** START **

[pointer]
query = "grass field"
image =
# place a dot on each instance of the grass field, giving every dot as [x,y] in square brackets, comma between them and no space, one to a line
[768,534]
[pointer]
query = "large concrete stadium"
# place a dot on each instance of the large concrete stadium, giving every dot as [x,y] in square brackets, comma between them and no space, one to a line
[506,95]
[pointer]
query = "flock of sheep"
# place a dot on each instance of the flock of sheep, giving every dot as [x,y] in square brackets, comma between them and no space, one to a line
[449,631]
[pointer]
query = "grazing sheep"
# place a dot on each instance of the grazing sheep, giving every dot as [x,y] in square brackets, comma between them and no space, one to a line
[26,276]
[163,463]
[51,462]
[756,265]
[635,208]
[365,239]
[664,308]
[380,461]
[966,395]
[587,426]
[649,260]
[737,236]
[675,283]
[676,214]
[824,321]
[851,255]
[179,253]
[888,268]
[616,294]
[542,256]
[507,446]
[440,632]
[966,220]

** END **

# [WHAT IS EXPECTED]
Reproduce the entire listing above line for line, with no changes to any character.

# [CORRECT RESPONSE]
[pointer]
query = "grass field"
image =
# place a dot on each instance of the grass field, giving every dot as [x,y] in square brackets, comma between them and no space, one to a line
[768,534]
[pointer]
query = "large concrete stadium"
# place a dot on each instance of the large concrete stadium, giving every dot as [x,y] in square brackets, comma between them and no space, one to a line
[506,95]
[pointer]
query = "flock of sheep"
# place a dot on each instance of the flock of sheep, giving every dot as [x,y] in square brackets, comma between them and no space, one to a line
[449,631]
[pointer]
query = "grazing sheep"
# place a dot on each instance of the grazing sheep, giving every dot as [x,y] in square brackets, comma between them and no space, one to a line
[26,276]
[163,463]
[51,462]
[756,265]
[635,208]
[365,239]
[664,308]
[380,461]
[966,395]
[587,426]
[649,260]
[737,236]
[675,283]
[676,214]
[824,321]
[851,255]
[179,253]
[888,268]
[616,294]
[542,256]
[507,446]
[440,632]
[966,220]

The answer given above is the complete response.